• **Activities**
#1 From the text about pollen and honeybees, list each component of dry pollen that is named, with its stated percentage where one is given.
#2 According to the text about pollen and honeybees, how much pollen is required to rear one worker bee from the larval to the adult stage?

• **Document text**
══════

Pollen is incorporated into honey in various ways. Some pollen falls into the nectar being collected by the bee and ends up in her honey stomach and is then transported back to the hive where it along with the nectar is deposited in a cell of the honeycomb. Other pollen grains will stick to the hairs on her legs, antennae, and other body parts which might then be deposited in cells of the honeycomb as she grooms her body to remove entangled pollen. Some worker bees collect pollen for the hive by depositing pollen in an area on their hind tibia called a pollen basket. (See image below.) This pollen is deposited into special comb cells and in the process some can fall into open cells of the honeycomb containing nectar or honey. Honey may also contain pollen from plants that are wind pollinated. This pollen can blow into the hive and directly into cells of the honeycomb or be picked up by bees as they enter the hive and then be accidentally deposited into cells. The pollen present in honey can be used to determine the sources of the nectar used to make the honey; for example, clover honey should have a predominant amount of pollen from clover flowers. This can be of particular importance commercially because honey made from some plants commands a much higher price than others (citrus, sourwood, tupelo, etc.). Honey sold as made in the U.S.A. should not contain pollen produced by flowers not native to the U.S., if it does then it indicates that the honey is adulterated with honey produced in another country. The combination of the types of pollen present in honey from insect and wind pollinated plants will often produce a pollen spectrum that is unique for a specific geographical area.
What benefit do bees obtain from the pollen they collect? Dry pollen is an important food source for bees. Pollen will have a protein content of 16-30%, 1-10% fat content, 1-7% starch, and many vitamins. The principal source of carbohydrates for developing bees if of course the honey they produce. It is estimated that in order to rear one worker bee from the larval to adult stage requires 120-145 mg of pollen. A typical bee hive will collect some 44 to 125 pounds of pollen each year; that’s a lot of pollen being moved around by honeybees. No wonder honeybees are such important plant pollinators and one of the insects we should be happy to have in our yards, fields, and forests.
Some interesting facts about honeybees:
- Bees are the only insect in the world that produces food which humans can eat.
- Bacteria cannot grow in honey because of natural preservatives and its low water activity.
- Each colony of bees has a queen that is responsible for laying eggs. She will lay around 1,500 eggs each day.

══════

• **Supplied data**
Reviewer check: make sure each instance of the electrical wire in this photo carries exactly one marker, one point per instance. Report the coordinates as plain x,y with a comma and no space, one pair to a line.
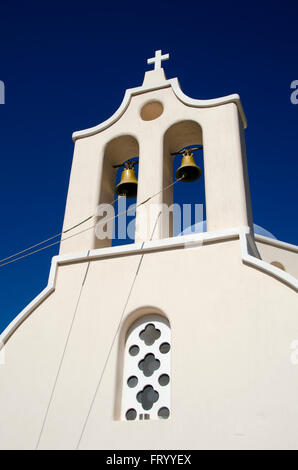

══════

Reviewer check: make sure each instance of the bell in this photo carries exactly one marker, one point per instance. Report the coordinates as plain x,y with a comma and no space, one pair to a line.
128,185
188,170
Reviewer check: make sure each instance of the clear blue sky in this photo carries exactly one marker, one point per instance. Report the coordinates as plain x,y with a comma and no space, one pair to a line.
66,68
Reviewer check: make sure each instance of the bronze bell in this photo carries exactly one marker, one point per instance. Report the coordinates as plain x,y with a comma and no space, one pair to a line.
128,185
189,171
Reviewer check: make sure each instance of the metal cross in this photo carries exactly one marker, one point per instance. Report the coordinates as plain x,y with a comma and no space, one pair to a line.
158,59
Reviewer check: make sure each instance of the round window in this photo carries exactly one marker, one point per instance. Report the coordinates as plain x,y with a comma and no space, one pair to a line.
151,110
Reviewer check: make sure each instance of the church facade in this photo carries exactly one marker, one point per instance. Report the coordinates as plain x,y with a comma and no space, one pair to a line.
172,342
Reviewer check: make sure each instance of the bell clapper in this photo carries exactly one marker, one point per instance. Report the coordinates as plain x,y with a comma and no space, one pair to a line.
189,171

══════

• **Exercise responses**
#1
- Protein: 16-30%
- Fat: 1-10%
- Starch: 1-7%
- Vitamins (many; no percentage given)

#2 An estimated 120-145 mg of pollen.